___ RECORD SET ___

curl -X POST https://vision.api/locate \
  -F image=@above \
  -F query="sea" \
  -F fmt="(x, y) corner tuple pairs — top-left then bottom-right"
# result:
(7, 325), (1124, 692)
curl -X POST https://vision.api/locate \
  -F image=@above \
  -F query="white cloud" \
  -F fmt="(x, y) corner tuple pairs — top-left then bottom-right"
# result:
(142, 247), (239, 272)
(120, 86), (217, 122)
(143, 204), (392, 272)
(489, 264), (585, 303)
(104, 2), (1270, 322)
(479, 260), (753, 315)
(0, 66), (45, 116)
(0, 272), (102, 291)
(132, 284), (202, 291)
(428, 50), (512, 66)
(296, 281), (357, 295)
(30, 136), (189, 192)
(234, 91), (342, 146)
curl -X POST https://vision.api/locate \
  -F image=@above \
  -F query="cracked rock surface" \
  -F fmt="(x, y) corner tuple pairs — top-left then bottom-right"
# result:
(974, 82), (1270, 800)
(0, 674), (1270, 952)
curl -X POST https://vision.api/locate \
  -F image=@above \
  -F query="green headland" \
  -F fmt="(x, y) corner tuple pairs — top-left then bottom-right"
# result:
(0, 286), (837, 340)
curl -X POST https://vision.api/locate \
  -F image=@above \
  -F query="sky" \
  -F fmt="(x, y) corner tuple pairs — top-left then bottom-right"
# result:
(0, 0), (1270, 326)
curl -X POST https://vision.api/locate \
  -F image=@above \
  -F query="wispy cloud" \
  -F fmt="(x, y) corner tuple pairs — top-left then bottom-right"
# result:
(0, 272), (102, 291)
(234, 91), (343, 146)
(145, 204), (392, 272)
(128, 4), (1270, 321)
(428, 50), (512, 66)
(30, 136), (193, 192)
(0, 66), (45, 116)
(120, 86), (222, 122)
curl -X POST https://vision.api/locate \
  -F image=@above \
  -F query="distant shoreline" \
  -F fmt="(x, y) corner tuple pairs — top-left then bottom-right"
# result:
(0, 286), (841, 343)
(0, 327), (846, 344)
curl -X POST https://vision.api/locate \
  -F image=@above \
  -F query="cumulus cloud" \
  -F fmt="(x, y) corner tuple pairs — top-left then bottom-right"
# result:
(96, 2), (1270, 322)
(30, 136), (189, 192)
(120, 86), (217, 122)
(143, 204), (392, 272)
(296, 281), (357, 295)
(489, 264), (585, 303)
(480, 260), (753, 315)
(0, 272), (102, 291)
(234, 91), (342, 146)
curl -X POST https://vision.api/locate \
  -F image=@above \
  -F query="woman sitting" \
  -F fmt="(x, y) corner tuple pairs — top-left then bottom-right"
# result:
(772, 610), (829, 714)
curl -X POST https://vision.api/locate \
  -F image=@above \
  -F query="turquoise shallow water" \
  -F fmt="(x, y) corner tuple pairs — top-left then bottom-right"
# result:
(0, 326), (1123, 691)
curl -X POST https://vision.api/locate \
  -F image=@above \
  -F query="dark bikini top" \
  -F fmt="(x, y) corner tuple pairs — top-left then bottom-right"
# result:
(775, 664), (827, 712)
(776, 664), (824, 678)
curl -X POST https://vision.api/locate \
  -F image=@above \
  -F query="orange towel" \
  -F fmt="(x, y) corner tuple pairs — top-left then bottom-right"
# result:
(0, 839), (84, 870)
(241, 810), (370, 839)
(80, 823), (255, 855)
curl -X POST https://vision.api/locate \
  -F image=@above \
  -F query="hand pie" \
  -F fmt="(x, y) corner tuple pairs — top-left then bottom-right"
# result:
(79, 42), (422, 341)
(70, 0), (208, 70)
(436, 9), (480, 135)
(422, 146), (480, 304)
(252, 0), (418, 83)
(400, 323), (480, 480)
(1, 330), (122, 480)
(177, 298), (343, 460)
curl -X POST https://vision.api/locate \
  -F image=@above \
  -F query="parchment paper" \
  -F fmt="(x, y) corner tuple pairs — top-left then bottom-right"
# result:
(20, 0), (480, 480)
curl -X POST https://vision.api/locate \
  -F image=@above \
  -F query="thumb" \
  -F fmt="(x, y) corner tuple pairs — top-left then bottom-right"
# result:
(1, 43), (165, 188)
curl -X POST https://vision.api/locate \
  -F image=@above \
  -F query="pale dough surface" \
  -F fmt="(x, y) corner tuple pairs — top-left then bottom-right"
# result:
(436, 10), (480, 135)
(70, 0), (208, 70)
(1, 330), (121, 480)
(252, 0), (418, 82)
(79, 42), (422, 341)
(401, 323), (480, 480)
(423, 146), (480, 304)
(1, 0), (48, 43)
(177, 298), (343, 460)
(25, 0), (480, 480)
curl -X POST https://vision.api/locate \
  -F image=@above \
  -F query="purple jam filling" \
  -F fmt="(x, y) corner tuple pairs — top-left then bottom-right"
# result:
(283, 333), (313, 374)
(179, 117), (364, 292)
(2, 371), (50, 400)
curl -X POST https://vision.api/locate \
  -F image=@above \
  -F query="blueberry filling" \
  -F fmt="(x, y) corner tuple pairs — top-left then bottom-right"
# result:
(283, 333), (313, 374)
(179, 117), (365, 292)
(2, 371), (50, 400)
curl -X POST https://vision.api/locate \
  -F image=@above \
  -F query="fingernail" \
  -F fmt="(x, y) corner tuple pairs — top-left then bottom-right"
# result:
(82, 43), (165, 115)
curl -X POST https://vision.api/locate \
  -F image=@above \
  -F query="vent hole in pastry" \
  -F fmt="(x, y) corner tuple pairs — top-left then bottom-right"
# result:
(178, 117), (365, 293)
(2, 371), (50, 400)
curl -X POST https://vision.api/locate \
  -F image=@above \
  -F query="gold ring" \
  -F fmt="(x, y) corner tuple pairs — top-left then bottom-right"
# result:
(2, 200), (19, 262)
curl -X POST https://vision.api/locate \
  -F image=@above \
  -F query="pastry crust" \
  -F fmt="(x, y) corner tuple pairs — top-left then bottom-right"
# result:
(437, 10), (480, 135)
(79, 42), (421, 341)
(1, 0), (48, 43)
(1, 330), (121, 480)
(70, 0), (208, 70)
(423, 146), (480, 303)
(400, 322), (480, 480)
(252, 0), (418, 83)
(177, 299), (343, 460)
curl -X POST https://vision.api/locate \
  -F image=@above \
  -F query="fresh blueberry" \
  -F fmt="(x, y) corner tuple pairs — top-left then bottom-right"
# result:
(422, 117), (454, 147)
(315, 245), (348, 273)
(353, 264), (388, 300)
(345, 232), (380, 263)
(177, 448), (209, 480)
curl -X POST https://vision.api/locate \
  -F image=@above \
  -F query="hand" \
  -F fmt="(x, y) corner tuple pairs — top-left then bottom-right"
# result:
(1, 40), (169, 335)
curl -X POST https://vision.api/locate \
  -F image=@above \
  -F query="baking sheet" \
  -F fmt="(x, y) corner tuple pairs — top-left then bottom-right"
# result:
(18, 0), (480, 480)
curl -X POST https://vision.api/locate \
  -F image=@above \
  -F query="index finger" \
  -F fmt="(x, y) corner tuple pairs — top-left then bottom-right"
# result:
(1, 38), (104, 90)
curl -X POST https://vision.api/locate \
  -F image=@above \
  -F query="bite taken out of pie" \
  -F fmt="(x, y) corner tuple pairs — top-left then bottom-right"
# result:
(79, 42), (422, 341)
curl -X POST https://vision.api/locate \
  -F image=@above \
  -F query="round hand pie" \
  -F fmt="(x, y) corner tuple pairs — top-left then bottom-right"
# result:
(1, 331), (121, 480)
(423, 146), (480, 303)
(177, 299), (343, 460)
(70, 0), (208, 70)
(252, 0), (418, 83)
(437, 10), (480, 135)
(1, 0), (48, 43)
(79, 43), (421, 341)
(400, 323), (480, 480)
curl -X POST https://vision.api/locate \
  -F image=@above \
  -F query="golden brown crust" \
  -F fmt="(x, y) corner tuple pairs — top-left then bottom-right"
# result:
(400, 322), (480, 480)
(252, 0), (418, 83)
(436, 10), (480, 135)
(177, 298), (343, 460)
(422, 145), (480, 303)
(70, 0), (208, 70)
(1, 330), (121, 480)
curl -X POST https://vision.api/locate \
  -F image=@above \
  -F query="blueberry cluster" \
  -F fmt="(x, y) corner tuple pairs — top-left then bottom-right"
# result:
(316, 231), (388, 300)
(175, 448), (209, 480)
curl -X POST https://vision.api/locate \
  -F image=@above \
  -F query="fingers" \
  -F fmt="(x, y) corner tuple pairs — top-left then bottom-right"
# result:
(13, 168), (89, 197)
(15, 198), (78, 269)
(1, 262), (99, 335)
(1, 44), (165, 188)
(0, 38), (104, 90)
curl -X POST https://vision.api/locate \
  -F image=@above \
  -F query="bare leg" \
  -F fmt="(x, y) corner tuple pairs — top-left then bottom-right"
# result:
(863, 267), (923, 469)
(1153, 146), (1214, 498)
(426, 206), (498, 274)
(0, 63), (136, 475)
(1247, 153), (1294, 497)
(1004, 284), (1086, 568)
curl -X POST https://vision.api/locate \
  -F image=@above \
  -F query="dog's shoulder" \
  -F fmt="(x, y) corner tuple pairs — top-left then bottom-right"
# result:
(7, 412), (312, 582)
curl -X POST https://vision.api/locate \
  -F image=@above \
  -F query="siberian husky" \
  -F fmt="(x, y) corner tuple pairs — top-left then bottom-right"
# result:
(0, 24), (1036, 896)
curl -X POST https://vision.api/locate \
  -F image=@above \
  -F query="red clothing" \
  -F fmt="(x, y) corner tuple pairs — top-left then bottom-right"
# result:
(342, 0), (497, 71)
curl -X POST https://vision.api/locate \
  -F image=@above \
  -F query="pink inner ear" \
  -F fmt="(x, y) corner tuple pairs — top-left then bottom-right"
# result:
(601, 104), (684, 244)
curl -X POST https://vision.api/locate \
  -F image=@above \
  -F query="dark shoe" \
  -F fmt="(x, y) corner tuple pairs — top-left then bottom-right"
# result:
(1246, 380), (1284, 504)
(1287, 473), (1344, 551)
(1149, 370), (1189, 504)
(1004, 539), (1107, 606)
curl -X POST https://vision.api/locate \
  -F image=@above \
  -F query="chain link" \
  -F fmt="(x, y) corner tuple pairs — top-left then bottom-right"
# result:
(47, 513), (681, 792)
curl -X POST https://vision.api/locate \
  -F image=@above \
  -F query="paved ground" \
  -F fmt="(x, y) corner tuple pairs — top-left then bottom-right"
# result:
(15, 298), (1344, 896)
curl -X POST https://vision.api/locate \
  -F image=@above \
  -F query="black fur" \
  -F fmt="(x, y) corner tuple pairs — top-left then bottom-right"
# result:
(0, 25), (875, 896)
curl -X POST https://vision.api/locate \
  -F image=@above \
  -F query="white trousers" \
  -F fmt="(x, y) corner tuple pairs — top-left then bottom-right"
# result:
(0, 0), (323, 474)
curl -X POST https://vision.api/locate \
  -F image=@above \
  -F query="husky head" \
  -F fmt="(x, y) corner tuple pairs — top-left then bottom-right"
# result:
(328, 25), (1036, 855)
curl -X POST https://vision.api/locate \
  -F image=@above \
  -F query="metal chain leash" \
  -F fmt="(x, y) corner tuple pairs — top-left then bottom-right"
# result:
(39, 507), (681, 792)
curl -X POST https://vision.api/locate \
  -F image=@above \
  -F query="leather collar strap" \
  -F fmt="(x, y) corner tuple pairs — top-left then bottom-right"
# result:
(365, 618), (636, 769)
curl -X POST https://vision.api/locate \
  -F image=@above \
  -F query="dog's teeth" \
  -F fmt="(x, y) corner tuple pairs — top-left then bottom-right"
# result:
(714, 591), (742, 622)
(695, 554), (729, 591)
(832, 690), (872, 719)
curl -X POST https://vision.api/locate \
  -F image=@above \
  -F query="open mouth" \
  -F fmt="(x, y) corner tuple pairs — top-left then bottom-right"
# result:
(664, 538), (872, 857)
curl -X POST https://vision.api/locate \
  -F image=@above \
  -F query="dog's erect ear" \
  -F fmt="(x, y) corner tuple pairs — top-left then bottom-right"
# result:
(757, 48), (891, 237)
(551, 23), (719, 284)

___

### [DESCRIPTION OF THE TASK]
Report every line of the items above that contains the string "surface". Give each line in full.

### [REPLY]
  -F query="cracked rock surface" \
  -F query="pale dough surface" \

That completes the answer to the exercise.